▸ **STATED EXERCISE 1**: In the passage about crime figures, substitute "Rottweilers" for "Dobermans" and give everything from "Tell the news" down to "point or another." with that one change.

▸ **TEXT BLOCK**:
Tell the news of an improvement in one or another category of offences to a person whose home has been invaded, whose car has been stolen and trashed, who doesn’t get much sleep because of the two Dobermans next door reacting to intruders in the neighbourhood, or whose mate was bashed by a gang and robbed of his smokes, mobile phone and a few dollars on his way home from a meal in town.

 

The December crime stats on Friday will no doubt again be cherry picked to make one political point or another.

 

Sample: “Alice Springs has experienced a remarkable 40% reduction in alcohol related assaults and a 33% reduction in domestic violence assaults,” claims Central Australian Aboriginal Congress (budget of $43m in 2019 in grants and contributions, mostly from governments).

 

Congress’ top echelon takes leading roles in the People’s Alcohol Action Coalition which successfully pushed for an alcohol floor price that is making grog purchases here more expensive than in most of Australia.

▸ **STATED EXERCISE 2**: Duplicate everything in the records from the line containing "written like (70,128).", that line included, down to the final line of the records, keeping each line unchanged.

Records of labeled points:

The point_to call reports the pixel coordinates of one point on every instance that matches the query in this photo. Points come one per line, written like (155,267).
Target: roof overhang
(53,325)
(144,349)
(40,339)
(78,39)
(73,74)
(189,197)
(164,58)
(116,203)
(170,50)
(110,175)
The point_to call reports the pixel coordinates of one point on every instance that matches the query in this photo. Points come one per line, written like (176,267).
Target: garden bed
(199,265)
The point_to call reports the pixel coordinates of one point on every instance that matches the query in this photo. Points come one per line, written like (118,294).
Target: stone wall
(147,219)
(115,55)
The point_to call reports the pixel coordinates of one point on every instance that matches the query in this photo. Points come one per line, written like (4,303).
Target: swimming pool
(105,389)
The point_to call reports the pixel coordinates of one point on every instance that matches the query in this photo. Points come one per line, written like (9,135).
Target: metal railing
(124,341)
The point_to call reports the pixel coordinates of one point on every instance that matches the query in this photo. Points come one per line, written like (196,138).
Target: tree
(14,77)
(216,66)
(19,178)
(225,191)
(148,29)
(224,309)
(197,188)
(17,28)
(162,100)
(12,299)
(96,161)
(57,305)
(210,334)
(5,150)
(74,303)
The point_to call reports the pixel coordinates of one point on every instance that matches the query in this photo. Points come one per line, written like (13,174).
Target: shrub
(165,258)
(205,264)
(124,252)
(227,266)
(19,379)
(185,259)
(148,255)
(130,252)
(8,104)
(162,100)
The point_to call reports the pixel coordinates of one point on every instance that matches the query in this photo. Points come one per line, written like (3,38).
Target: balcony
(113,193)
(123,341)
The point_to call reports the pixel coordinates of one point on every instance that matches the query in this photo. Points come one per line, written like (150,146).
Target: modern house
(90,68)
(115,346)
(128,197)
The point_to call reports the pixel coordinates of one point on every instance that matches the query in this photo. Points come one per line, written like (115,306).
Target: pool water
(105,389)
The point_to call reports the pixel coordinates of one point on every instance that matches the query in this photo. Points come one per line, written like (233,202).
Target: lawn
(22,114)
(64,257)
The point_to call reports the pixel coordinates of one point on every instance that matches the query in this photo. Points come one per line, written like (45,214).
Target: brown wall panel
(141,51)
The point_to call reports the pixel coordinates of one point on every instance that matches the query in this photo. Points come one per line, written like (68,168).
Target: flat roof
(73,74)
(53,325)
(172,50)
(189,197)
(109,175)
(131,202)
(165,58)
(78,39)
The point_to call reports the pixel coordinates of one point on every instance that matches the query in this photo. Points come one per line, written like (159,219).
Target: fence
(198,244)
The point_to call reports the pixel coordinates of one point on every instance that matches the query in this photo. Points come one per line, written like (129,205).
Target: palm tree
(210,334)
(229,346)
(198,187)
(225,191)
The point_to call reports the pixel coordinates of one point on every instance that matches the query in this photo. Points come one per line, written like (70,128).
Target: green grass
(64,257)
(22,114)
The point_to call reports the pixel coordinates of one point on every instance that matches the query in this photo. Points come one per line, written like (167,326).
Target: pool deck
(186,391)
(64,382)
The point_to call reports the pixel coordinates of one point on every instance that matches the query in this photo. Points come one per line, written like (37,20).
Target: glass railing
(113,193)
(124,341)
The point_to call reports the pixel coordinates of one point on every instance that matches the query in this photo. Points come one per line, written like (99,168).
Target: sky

▸ **EXERCISE RESULT 1**:
Tell the news of an improvement in one or another category of offences to a person whose home has been invaded, whose car has been stolen and trashed, who doesn’t get much sleep because of the two Rottweilers next door reacting to intruders in the neighbourhood, or whose mate was bashed by a gang and robbed of his smokes, mobile phone and a few dollars on his way home from a meal in town.

 

The December crime stats on Friday will no doubt again be cherry picked to make one political point or another.

▸ **EXERCISE RESULT 2**:
The point_to call reports the pixel coordinates of one point on every instance that matches the query in this photo. Points come one per line, written like (70,128).
Target: green grass
(64,257)
(22,114)
The point_to call reports the pixel coordinates of one point on every instance that matches the query in this photo. Points come one per line, written like (167,326).
Target: pool deck
(186,391)
(64,382)
The point_to call reports the pixel coordinates of one point on every instance that matches the query in this photo. Points come one per line, written like (37,20).
Target: glass railing
(113,193)
(124,341)
The point_to call reports the pixel coordinates of one point on every instance that matches the query in this photo. Points come one per line, written like (99,168).
Target: sky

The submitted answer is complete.